Exercise aim: Every line from the one with "column 503, row 261" to the one with "column 436, row 311", including those two, is to be copied exactly; all other lines of the entries below are left out.

"""

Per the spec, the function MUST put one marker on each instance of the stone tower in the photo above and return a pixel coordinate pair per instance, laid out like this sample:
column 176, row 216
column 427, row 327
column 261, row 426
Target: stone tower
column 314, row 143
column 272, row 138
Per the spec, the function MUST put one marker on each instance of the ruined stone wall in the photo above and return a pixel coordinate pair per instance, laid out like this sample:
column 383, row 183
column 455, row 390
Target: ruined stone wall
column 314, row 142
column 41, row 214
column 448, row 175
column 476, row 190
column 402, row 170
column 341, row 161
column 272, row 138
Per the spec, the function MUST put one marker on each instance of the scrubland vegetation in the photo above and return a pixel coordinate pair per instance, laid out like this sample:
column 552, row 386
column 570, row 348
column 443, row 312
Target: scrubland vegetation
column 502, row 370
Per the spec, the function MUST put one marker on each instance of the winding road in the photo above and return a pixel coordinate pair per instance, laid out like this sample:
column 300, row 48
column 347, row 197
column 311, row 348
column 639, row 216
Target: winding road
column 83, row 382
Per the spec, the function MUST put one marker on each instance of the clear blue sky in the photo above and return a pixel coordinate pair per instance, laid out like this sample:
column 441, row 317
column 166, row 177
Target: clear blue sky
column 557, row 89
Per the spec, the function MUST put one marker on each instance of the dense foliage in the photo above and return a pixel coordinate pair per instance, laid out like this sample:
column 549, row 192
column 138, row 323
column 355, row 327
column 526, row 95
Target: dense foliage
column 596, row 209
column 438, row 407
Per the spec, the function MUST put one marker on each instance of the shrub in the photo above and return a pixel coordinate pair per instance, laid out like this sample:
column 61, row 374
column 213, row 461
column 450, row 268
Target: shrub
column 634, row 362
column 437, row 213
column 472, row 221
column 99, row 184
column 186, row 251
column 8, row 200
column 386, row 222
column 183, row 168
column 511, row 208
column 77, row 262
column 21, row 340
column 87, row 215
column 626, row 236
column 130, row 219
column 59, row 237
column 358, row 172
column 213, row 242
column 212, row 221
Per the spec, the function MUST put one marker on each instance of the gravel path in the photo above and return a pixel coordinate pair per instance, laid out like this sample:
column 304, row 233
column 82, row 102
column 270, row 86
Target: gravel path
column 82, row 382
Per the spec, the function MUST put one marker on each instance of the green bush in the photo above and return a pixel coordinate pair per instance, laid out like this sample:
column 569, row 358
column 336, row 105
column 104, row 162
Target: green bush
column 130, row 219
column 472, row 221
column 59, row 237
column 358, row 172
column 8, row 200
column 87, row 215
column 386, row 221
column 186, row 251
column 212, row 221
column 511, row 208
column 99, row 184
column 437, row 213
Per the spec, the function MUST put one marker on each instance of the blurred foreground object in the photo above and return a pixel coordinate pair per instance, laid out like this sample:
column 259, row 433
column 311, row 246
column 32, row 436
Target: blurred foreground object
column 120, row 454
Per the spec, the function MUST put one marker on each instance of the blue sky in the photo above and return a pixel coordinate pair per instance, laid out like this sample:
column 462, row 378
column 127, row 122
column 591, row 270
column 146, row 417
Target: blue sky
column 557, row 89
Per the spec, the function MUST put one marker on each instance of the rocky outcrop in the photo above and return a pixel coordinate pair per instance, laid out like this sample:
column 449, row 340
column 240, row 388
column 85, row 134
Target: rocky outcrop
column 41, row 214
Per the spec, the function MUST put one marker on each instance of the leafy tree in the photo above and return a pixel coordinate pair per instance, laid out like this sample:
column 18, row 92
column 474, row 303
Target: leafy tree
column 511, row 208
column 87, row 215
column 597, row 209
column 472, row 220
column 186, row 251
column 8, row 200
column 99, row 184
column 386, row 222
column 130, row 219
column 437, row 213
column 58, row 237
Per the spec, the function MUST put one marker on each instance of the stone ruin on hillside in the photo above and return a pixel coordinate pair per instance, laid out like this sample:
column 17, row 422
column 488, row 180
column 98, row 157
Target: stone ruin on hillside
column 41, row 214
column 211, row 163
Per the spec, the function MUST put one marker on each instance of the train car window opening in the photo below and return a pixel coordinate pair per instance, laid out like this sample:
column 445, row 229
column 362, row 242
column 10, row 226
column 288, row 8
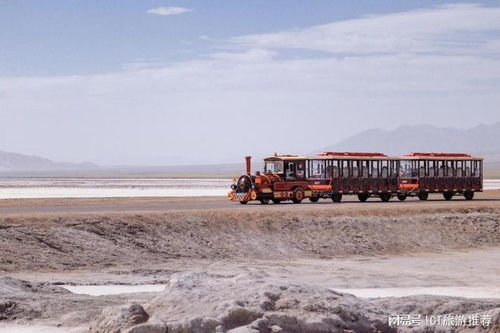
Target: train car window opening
column 385, row 169
column 449, row 169
column 405, row 169
column 467, row 168
column 318, row 169
column 458, row 169
column 421, row 168
column 273, row 167
column 364, row 167
column 344, row 169
column 375, row 169
column 335, row 169
column 290, row 170
column 355, row 169
column 300, row 170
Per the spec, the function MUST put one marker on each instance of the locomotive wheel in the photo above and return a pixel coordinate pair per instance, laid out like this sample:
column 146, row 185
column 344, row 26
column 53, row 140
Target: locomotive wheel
column 385, row 197
column 468, row 195
column 314, row 199
column 423, row 195
column 447, row 195
column 298, row 195
column 337, row 197
column 363, row 197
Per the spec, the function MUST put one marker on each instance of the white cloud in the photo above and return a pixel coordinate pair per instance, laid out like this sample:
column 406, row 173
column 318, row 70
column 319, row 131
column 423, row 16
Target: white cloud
column 452, row 29
column 167, row 11
column 400, row 68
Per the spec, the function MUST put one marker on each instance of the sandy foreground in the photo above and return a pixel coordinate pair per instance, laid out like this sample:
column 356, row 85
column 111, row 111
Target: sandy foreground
column 233, row 268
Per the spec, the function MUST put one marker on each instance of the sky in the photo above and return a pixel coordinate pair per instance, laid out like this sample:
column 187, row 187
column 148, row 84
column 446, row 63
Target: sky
column 162, row 82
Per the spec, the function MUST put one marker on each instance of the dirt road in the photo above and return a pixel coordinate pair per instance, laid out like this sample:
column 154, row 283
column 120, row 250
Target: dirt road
column 253, row 268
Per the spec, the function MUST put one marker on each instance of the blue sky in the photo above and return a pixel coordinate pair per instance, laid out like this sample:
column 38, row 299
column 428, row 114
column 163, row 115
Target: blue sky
column 121, row 82
column 43, row 37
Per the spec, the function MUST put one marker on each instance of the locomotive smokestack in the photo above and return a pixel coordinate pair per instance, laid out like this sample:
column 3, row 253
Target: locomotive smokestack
column 248, row 160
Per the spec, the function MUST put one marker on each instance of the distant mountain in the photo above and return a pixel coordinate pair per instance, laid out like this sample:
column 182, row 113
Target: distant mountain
column 482, row 140
column 20, row 162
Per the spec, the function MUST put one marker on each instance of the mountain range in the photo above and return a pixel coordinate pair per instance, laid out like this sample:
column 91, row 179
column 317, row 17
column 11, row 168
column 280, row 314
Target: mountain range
column 482, row 140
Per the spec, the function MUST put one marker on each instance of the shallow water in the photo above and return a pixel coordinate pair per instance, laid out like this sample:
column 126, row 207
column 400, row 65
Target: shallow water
column 40, row 329
column 100, row 290
column 16, row 188
column 468, row 292
column 103, row 188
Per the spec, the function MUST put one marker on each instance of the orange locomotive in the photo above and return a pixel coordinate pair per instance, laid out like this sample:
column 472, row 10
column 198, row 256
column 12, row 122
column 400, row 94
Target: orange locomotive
column 334, row 174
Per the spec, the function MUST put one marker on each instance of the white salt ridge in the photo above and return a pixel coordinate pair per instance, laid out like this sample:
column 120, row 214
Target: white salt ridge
column 125, row 187
column 467, row 292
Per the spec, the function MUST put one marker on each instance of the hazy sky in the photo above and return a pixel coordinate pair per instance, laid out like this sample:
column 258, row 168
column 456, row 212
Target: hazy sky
column 173, row 82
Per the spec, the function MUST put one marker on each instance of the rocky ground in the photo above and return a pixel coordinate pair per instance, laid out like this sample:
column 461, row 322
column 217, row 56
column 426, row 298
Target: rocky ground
column 274, row 269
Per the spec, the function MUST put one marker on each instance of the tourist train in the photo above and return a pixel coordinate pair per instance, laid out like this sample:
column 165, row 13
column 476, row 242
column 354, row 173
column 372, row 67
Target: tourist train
column 331, row 175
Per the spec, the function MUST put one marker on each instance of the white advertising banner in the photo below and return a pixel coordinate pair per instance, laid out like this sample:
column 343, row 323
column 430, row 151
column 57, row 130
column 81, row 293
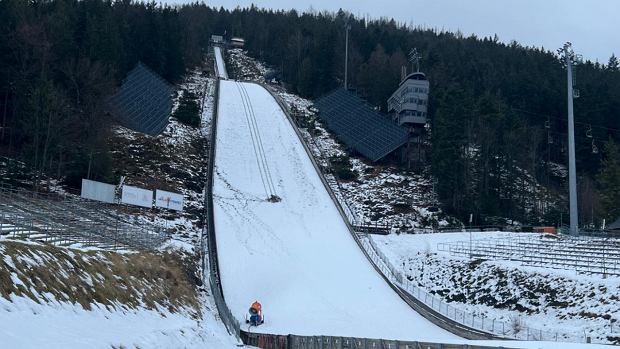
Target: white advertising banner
column 98, row 191
column 137, row 196
column 166, row 199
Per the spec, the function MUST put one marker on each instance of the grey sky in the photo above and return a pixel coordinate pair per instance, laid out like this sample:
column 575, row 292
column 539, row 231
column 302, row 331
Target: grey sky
column 591, row 25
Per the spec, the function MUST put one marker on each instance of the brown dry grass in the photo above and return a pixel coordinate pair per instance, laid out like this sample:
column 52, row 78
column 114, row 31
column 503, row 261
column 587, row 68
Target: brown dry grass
column 145, row 279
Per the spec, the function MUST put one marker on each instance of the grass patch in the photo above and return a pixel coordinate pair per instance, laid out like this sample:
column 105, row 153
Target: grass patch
column 145, row 279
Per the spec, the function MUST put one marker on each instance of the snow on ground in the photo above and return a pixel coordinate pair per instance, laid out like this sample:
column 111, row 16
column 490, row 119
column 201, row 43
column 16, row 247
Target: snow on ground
column 380, row 194
column 296, row 256
column 556, row 301
column 219, row 62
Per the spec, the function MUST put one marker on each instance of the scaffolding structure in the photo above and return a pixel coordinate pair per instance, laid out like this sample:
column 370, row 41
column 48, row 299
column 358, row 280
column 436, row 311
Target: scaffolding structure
column 64, row 220
column 583, row 254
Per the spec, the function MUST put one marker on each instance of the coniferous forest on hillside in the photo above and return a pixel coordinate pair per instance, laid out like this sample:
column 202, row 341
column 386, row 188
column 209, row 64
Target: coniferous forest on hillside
column 497, row 109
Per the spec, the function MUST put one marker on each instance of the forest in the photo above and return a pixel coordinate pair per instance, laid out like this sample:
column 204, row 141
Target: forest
column 497, row 109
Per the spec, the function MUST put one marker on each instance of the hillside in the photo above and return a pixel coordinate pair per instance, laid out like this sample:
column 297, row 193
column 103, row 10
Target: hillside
column 96, row 299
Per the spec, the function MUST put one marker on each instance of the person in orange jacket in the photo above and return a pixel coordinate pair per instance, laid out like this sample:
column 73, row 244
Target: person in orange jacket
column 256, row 314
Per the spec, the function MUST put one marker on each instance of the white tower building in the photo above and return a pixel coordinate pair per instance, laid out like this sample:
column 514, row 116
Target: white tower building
column 408, row 106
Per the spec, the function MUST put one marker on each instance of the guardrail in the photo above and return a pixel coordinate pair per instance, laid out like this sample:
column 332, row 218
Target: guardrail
column 208, row 240
column 270, row 341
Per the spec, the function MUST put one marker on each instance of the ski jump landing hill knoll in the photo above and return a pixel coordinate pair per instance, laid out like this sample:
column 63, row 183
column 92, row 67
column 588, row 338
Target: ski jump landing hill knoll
column 281, row 239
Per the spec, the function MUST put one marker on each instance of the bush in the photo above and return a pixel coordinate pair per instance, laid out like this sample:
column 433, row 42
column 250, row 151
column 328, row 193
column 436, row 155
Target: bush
column 188, row 111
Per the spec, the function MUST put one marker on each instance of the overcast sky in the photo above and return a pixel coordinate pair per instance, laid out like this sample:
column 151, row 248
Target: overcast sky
column 591, row 25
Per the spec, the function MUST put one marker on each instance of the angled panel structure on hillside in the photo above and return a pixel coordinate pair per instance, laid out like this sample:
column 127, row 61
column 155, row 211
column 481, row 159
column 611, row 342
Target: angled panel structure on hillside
column 144, row 101
column 359, row 126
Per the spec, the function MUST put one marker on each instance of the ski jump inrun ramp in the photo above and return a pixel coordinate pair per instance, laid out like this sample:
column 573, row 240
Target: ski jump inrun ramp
column 296, row 256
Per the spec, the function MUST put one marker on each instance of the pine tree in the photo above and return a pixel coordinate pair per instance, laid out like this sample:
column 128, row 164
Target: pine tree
column 609, row 181
column 613, row 64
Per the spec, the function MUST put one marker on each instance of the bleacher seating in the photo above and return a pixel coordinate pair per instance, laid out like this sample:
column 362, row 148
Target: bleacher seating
column 72, row 221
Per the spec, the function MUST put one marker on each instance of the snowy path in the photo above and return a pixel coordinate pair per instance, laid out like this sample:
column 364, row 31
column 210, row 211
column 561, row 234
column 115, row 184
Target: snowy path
column 296, row 256
column 219, row 62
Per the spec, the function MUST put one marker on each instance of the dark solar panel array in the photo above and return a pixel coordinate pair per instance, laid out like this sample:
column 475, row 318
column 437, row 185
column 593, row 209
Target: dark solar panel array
column 358, row 126
column 144, row 101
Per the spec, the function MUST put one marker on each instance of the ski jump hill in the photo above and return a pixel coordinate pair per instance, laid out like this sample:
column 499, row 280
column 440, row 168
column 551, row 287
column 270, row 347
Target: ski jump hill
column 280, row 238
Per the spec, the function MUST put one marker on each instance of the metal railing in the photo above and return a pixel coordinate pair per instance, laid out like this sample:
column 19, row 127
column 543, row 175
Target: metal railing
column 210, row 260
column 271, row 341
column 471, row 324
column 65, row 220
column 515, row 329
column 585, row 254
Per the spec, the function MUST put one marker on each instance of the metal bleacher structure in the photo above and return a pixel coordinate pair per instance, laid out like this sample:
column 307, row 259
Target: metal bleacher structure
column 584, row 254
column 359, row 126
column 144, row 101
column 66, row 220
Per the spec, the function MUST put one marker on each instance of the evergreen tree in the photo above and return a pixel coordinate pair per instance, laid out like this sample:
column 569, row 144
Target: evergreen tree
column 188, row 111
column 613, row 64
column 609, row 181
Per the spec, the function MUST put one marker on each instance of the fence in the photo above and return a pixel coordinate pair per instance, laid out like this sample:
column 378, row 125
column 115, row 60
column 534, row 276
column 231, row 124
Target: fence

"""

Response area:
column 503, row 261
column 587, row 68
Target: brown dry grass
column 145, row 279
Per the spec, the function MUST put one marker on each instance of the grass patch in the photo above and return a pixel coordinate pair per instance, laid out like this sample:
column 105, row 153
Target: grass patch
column 145, row 279
Per the spec, the function MUST put one marker on each instance of the snow on ground in the photo above and return a pixel coordinate pair per instance, laid out like this sample:
column 111, row 16
column 490, row 119
column 201, row 43
column 16, row 247
Target: snow on ground
column 380, row 194
column 296, row 256
column 556, row 301
column 219, row 62
Per the spec, the function MUST put one marker on each instance of the scaffolding structure in the photo above and return a pixel coordinate pair per instance, laid out like this sample:
column 370, row 41
column 48, row 299
column 358, row 280
column 436, row 311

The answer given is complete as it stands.